Natural-language object grounding data:
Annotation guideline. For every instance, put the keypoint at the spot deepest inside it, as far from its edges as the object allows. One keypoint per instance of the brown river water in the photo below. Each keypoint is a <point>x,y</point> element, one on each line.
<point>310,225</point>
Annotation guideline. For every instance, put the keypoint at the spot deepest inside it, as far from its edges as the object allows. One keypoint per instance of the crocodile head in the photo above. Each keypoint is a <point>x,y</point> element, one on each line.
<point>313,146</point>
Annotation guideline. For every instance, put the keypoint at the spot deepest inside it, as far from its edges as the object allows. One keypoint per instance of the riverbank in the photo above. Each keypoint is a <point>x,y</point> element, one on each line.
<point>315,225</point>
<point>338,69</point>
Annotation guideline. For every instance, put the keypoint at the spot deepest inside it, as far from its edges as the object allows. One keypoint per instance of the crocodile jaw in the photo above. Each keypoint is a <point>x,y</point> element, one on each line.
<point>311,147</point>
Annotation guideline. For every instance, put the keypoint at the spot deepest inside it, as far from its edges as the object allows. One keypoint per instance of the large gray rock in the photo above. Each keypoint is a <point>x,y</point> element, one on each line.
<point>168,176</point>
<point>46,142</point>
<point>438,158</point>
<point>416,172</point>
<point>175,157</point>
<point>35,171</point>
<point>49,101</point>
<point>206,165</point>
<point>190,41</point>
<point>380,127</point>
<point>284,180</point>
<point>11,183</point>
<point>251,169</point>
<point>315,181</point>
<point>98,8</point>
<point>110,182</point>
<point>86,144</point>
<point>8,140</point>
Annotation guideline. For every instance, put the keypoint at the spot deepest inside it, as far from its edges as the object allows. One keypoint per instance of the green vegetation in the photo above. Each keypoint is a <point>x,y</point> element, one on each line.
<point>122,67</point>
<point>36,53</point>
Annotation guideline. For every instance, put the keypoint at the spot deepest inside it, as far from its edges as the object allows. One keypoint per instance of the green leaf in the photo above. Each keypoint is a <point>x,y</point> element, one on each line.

Your instructions: Using the data above, reproduce every line exactly.

Solved exercise:
Annotation guideline. For every instance, put the keypoint at the spot deepest inside it, as far from its edges as the object allows. One keypoint per instance of the brown river water in the photo below. Each keypoint is a <point>x,y</point> element, one on each line.
<point>310,225</point>
Annotation guideline. For every instance, put the keypoint at the spot deepest inside it, as far from its edges as the object allows. One keypoint per instance of the crocodile head in the photo above. Each keypoint is a <point>x,y</point> element, one on each line.
<point>313,146</point>
Annotation guideline. For every instance, put the keypoint at the spot deepest inside it, as far from its edges as the object allows. One keypoint per instance of the riverbank in the photo above. Each keypoint is a <point>x,y</point> element, one on each line.
<point>315,225</point>
<point>338,69</point>
Annotation guideline. For every instance, put the keypoint at the spot deepest inside it, as far from its edges as the object allows. One keypoint per instance of the crocodile jaw in the photo above. Each keypoint is a <point>x,y</point> element, one on each line.
<point>311,147</point>
Annotation guideline. For every instance, put the keypoint at the spot deepest inside it, as far from its edges as the object allows. One keypoint per instance of the large gray rock in the photo above. Each keypoint is a <point>x,y</point> element, one on each line.
<point>168,176</point>
<point>46,142</point>
<point>438,158</point>
<point>416,172</point>
<point>175,157</point>
<point>35,171</point>
<point>49,101</point>
<point>206,165</point>
<point>190,41</point>
<point>380,127</point>
<point>284,180</point>
<point>11,183</point>
<point>251,169</point>
<point>315,181</point>
<point>98,8</point>
<point>110,182</point>
<point>86,144</point>
<point>8,140</point>
Annotation guideline. For every instance, put the keypoint at the spot deepest inside it, as far from its edges as the object allows. One keypoint per instance of the green vegetation in the photo above. Each keypoint is a <point>x,y</point> element, one on each line.
<point>122,67</point>
<point>36,53</point>
Annotation guideline. For every instance, put the keypoint at the spot deepest inside it, as far from its edges as the object allows. One keypoint per instance of the green leaf in the photo above. Each keypoint is a <point>x,y</point> element, one on each line.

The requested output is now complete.